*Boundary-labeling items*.
========================

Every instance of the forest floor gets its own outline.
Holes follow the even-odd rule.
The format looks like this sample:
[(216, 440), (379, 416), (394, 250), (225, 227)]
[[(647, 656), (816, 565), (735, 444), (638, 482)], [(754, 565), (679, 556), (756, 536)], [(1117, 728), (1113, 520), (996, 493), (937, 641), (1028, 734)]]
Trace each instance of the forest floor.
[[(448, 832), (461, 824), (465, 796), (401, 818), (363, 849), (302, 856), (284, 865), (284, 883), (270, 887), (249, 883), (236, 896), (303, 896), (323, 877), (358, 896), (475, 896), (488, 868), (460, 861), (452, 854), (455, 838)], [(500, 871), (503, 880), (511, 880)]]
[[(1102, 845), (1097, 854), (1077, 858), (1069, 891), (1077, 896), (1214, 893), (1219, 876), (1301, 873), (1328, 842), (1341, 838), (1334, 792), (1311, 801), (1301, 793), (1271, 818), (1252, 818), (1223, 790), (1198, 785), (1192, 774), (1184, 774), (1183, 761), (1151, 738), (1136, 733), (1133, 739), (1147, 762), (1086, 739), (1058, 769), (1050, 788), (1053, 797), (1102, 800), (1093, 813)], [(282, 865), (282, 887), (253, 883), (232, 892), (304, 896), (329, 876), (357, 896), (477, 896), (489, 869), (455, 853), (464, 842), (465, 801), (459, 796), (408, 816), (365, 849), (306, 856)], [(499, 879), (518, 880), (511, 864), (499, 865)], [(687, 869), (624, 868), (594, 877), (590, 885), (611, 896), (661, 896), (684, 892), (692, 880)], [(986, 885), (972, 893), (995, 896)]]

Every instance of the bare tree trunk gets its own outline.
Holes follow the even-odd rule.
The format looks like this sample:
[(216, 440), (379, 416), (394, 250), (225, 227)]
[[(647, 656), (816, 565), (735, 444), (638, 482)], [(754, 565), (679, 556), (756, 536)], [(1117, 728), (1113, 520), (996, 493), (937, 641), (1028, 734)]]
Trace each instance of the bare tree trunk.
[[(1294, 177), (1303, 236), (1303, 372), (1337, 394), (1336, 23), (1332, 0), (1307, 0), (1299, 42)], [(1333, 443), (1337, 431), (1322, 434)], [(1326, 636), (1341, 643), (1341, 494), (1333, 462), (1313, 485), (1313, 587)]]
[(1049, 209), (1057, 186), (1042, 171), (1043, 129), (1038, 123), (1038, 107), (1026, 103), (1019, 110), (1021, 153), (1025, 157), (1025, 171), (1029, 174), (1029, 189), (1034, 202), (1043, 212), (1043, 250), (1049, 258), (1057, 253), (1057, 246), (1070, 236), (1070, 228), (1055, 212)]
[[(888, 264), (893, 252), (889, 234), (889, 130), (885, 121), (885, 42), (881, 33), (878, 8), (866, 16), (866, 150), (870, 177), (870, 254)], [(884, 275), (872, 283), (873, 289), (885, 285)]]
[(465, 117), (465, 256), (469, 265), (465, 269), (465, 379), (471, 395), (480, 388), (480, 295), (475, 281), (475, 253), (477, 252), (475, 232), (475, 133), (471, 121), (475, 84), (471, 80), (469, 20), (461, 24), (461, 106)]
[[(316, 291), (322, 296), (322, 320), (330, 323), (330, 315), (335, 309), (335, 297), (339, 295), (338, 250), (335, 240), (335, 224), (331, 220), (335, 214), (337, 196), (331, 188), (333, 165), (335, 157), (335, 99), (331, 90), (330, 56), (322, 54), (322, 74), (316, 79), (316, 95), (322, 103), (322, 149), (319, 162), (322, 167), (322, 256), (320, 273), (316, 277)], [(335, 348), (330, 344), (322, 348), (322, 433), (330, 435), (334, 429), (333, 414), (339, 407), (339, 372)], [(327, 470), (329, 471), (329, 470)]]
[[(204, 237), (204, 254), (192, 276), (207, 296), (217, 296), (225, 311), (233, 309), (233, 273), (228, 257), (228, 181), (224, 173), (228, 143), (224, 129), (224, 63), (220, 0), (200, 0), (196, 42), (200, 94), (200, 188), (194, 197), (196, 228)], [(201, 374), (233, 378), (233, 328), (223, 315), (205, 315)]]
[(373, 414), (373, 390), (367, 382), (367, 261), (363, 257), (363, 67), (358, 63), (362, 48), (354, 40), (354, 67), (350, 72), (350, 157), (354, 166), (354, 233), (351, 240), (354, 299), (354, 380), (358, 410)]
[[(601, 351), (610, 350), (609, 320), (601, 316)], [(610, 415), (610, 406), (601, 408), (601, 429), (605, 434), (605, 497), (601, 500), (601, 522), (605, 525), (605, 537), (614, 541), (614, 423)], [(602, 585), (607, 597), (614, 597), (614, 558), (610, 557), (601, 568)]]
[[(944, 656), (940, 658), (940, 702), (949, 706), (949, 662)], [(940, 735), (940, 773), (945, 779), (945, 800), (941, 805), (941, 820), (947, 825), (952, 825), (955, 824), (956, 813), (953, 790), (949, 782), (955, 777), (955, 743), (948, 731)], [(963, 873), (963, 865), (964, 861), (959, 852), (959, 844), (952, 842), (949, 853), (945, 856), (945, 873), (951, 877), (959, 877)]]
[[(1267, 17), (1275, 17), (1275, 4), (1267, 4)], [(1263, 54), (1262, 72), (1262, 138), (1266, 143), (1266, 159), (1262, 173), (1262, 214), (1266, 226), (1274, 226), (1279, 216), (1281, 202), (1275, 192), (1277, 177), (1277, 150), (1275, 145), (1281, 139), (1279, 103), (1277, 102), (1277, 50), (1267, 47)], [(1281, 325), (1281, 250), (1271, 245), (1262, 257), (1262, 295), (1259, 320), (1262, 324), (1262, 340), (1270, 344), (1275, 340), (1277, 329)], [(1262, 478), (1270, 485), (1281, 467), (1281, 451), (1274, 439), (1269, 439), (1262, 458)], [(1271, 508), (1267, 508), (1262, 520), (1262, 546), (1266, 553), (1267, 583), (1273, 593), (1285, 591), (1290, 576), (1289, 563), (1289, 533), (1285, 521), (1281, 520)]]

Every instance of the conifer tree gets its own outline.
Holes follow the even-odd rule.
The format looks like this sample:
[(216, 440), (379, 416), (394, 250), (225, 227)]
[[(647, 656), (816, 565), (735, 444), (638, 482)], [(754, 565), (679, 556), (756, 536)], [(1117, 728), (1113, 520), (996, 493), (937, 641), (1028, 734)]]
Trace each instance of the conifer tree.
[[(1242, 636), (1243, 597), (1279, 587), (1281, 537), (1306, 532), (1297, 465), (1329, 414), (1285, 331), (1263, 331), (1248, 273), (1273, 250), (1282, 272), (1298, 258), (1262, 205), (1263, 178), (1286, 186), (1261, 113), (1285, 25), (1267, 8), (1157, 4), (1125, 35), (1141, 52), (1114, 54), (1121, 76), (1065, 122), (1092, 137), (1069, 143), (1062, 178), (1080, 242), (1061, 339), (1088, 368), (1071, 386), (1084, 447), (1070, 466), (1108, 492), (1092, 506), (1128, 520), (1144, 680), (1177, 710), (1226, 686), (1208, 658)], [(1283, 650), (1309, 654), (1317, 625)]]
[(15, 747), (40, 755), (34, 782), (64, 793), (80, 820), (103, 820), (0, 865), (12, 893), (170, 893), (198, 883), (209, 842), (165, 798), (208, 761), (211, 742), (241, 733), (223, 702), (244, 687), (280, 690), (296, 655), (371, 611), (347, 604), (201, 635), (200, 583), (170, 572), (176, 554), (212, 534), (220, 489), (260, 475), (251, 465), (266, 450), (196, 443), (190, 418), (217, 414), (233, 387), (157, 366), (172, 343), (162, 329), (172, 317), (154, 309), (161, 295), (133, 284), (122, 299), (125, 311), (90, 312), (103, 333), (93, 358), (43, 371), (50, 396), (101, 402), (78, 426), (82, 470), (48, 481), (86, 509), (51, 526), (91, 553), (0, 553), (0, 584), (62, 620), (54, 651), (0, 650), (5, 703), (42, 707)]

========================

*DO THIS*. Recast the records as a JSON list of strings, one string per line and blank lines left out, starting at the first line of the records and ending at the line containing "880), (511, 880)]]", with that line included.

*COMPLETE RESPONSE*.
[
  "Every instance of the forest floor gets its own outline.",
  "Holes follow the even-odd rule.",
  "The format looks like this sample:",
  "[(216, 440), (379, 416), (394, 250), (225, 227)]",
  "[[(647, 656), (816, 565), (735, 444), (638, 482)], [(754, 565), (679, 556), (756, 536)], [(1117, 728), (1113, 520), (996, 493), (937, 641), (1028, 734)]]",
  "Trace each instance of the forest floor.",
  "[[(448, 832), (461, 824), (465, 796), (401, 818), (363, 849), (302, 856), (284, 865), (284, 883), (270, 887), (249, 883), (236, 896), (303, 896), (323, 877), (358, 896), (475, 896), (488, 868), (460, 861), (452, 854), (455, 838)], [(500, 871), (503, 880), (511, 880)]]"
]